[TASK INSTRUCTIONS]:
Tally the lines in the records below that contain the string "instance", where uppercase and lowercase count as different, and give only the number.

++++++++

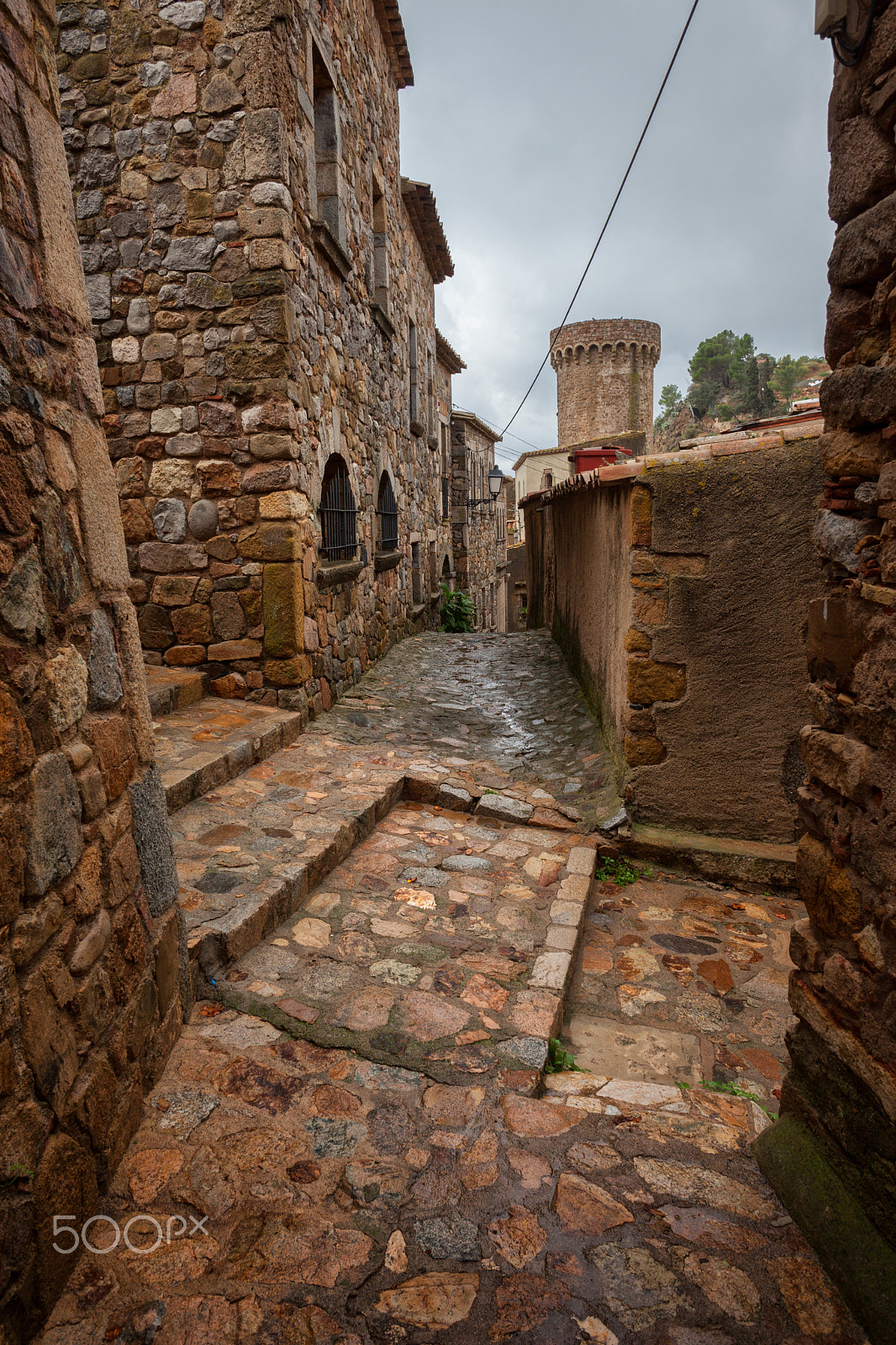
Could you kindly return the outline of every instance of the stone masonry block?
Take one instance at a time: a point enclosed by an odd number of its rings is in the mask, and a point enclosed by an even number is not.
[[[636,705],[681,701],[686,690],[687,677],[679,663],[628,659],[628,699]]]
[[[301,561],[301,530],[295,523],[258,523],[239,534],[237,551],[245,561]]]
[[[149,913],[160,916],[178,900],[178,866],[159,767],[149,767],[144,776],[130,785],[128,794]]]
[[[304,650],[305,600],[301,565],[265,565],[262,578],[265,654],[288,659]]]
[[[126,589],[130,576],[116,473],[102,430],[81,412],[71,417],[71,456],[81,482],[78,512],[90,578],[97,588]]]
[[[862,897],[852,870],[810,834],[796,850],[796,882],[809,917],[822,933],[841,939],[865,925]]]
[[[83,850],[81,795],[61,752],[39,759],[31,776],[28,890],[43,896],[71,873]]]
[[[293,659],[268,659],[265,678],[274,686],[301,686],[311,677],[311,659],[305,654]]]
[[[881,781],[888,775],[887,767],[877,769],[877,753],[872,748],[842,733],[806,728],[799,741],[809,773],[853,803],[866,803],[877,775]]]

++++++++

[RESULT FOR THIS EXERCISE]:
2